TASK PROMPT: Put the lines of the entries, from the line containing "Each instance of the musical" through the end of the entries, into a numbered list, leaving out any blank lines.

Labeled region entries:
=-=-=
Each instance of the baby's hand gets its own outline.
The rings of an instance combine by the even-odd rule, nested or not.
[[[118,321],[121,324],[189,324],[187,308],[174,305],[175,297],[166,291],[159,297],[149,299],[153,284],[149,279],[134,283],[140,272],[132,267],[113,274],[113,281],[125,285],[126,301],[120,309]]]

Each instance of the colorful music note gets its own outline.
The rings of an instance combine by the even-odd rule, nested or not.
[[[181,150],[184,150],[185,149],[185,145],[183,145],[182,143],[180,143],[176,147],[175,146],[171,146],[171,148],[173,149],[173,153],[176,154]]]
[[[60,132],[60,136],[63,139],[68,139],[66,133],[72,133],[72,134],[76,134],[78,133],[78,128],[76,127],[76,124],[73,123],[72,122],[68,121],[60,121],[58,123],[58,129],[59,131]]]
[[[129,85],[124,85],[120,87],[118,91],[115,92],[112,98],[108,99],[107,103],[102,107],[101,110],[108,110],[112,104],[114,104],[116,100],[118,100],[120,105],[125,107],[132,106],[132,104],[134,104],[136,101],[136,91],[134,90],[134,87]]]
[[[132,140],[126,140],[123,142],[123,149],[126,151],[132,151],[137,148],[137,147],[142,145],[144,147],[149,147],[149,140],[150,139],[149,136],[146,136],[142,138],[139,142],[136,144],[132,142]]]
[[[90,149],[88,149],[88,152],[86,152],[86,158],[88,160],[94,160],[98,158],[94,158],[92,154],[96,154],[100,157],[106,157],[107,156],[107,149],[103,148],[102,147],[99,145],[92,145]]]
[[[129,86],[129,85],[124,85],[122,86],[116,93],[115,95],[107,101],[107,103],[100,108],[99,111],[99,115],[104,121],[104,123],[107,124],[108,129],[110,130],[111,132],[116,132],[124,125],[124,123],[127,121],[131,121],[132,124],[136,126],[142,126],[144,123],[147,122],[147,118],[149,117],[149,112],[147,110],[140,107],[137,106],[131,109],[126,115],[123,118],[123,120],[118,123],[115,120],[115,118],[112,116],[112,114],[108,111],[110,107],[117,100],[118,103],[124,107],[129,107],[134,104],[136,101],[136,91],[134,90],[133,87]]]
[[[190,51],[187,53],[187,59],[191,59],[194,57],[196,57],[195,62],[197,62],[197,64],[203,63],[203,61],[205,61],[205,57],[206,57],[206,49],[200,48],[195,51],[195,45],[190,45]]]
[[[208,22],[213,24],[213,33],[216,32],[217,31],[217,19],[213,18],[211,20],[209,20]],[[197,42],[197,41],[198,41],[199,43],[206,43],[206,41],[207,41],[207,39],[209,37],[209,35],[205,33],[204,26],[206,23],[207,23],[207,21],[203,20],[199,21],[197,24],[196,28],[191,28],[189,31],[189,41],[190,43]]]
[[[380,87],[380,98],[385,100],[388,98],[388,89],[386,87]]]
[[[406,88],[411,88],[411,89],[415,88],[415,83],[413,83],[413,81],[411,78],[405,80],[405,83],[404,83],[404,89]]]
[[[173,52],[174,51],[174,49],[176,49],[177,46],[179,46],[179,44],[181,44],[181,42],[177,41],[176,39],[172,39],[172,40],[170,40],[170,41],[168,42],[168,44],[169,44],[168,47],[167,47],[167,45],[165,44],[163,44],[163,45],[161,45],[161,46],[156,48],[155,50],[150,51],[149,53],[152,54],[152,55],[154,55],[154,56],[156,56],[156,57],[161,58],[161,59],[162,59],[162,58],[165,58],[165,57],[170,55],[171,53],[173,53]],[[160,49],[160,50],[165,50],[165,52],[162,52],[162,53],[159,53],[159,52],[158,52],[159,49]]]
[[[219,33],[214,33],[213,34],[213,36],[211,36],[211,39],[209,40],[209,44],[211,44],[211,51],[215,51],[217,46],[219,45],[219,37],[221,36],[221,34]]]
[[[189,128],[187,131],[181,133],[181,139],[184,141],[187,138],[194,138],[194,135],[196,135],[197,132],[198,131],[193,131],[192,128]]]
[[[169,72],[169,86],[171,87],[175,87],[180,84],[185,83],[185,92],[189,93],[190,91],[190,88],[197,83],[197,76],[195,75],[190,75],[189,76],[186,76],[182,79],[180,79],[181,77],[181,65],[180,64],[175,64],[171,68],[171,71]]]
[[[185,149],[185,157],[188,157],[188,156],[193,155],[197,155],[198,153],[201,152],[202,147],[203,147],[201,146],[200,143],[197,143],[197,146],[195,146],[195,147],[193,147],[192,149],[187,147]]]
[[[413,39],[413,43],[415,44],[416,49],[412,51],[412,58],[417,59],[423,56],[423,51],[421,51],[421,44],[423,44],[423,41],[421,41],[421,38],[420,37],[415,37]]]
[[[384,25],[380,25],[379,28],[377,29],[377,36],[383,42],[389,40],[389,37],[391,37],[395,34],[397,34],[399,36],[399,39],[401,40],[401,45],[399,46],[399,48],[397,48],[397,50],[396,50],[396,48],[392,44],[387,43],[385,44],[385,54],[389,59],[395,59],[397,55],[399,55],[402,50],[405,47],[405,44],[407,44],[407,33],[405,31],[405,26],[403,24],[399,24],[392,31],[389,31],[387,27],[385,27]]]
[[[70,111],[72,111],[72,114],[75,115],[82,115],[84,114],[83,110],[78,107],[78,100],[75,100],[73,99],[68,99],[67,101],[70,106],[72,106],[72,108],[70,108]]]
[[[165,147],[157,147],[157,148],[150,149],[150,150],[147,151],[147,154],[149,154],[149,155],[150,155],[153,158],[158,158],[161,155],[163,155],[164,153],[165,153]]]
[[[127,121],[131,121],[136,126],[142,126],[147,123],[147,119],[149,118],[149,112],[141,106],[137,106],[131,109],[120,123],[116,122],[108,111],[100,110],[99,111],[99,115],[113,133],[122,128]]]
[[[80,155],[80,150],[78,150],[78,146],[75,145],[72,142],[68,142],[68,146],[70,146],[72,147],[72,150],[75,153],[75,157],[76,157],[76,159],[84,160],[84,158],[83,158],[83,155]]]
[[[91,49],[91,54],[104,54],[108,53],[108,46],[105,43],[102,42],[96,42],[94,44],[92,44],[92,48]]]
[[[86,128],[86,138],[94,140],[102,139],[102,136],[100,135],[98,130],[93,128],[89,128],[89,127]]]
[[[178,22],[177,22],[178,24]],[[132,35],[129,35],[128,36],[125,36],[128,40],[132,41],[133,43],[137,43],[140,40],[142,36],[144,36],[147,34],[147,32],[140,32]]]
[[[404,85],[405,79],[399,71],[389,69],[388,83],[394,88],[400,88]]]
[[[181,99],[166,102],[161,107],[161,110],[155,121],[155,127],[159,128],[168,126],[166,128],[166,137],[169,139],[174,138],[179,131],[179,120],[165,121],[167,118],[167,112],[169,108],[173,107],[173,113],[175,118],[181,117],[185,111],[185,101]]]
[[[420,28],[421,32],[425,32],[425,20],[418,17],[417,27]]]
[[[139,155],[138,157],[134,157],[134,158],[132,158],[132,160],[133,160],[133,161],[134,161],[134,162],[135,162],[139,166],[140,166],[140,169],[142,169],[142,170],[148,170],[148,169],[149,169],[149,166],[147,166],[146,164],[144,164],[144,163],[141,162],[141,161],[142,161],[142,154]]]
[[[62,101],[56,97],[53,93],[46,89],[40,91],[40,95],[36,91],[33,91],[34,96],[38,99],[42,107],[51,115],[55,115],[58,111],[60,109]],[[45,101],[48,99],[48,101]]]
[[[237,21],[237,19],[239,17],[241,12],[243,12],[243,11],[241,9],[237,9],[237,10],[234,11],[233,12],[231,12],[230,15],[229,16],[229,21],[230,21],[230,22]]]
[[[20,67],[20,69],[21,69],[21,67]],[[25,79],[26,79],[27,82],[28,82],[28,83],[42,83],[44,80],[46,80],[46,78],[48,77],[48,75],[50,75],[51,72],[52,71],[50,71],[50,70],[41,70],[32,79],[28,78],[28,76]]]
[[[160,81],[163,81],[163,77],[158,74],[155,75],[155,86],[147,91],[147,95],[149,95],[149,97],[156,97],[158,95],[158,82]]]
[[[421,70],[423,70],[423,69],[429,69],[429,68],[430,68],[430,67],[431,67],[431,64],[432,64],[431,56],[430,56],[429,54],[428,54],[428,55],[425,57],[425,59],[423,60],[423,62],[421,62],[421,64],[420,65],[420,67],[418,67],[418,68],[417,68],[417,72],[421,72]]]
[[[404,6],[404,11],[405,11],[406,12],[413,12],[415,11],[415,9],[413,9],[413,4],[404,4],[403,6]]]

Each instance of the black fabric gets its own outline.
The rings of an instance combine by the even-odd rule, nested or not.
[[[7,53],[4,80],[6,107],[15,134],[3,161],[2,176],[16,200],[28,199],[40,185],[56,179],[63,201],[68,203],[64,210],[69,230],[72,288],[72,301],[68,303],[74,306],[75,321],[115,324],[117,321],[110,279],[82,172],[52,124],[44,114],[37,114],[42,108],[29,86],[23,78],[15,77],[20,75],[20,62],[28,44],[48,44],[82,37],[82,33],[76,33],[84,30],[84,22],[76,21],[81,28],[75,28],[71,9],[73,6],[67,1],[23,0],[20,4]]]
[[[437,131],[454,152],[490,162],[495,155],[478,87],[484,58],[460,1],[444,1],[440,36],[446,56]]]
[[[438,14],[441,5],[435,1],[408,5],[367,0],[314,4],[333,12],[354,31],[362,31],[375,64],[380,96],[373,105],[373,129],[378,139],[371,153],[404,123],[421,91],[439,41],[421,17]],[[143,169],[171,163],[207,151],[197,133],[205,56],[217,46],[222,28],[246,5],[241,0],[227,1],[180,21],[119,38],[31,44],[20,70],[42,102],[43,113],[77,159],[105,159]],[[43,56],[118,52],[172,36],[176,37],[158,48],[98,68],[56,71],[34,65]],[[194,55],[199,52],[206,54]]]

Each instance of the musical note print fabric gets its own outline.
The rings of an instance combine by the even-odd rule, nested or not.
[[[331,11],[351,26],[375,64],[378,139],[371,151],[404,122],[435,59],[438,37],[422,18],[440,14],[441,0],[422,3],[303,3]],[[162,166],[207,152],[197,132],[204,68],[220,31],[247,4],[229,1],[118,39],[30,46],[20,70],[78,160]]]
=-=-=
CORRECT RESULT:
1. Each instance of the musical note print fabric gets its own outline.
2. The rings of an instance combine by the even-odd rule, nested or not.
3. [[[331,11],[351,26],[375,64],[378,139],[371,151],[404,122],[435,59],[438,37],[422,18],[440,14],[441,0],[422,3],[303,3]],[[162,166],[207,152],[197,132],[204,68],[220,31],[247,4],[229,1],[118,39],[30,46],[20,70],[78,160]]]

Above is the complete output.